begin

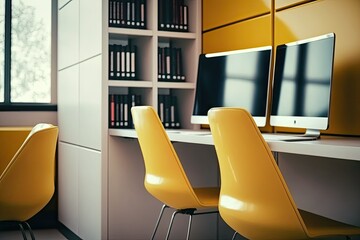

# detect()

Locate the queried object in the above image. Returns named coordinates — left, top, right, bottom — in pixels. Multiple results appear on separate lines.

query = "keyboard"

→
left=262, top=133, right=319, bottom=142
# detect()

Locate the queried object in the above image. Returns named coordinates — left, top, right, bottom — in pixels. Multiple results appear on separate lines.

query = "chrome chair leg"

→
left=151, top=204, right=169, bottom=240
left=165, top=210, right=180, bottom=240
left=186, top=214, right=193, bottom=240
left=24, top=222, right=35, bottom=240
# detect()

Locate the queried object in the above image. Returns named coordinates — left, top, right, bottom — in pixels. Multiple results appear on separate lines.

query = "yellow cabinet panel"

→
left=274, top=0, right=360, bottom=135
left=203, top=14, right=271, bottom=53
left=203, top=0, right=271, bottom=31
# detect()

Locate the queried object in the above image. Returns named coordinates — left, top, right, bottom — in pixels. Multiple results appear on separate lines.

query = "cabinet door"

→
left=58, top=0, right=79, bottom=69
left=78, top=148, right=101, bottom=240
left=58, top=65, right=79, bottom=143
left=203, top=0, right=271, bottom=31
left=58, top=142, right=79, bottom=234
left=203, top=14, right=271, bottom=53
left=78, top=55, right=102, bottom=150
left=274, top=0, right=360, bottom=135
left=79, top=0, right=103, bottom=61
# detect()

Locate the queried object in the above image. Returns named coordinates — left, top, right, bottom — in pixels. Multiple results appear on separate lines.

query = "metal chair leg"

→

end

Task brief: Rewrite all of the data above with every occurrence of "queried object" replaced by "requested item", changing nothing else. Omit the pictures from your rewritten version.

Response to the exercise:
# detect()

Locate the requested item in the above image. Returns named coordinates — left, top, right, bottom — in pixels. Multiple results appear on separate lines.

query = "keyboard"

→
left=262, top=133, right=319, bottom=142
# detect()

Locate the requested item in the above image. Returns named coordinates — left, top, right, bottom — in pixels. Multiple results appear on separate lines.

query = "chrome chair leg"

→
left=151, top=204, right=169, bottom=240
left=165, top=210, right=180, bottom=240
left=186, top=214, right=193, bottom=240
left=24, top=222, right=35, bottom=240
# detect()

Locate the requested item in the above image. Returns named coordinates — left, top, right, bottom — in pixels. Multiple results appear on separate lines.

query = "yellow cabinet panel"

→
left=274, top=0, right=360, bottom=135
left=203, top=14, right=271, bottom=53
left=203, top=0, right=271, bottom=31
# detect()

Locate the requested item in the above image. Returns named coordinates — left, top, right, bottom — in pixels. Multiple results appear on separate lines.

query = "cabinet door"

→
left=58, top=0, right=79, bottom=69
left=78, top=148, right=101, bottom=240
left=58, top=65, right=79, bottom=143
left=203, top=0, right=271, bottom=31
left=58, top=142, right=79, bottom=234
left=203, top=14, right=271, bottom=53
left=78, top=55, right=102, bottom=150
left=274, top=0, right=360, bottom=135
left=79, top=0, right=103, bottom=61
# detect()

Locate the requested item in the above image. Returns named coordinates — left, top, right, bottom — in pixels. Multiple results appear on separate lines.

query = "metal chair leg"

→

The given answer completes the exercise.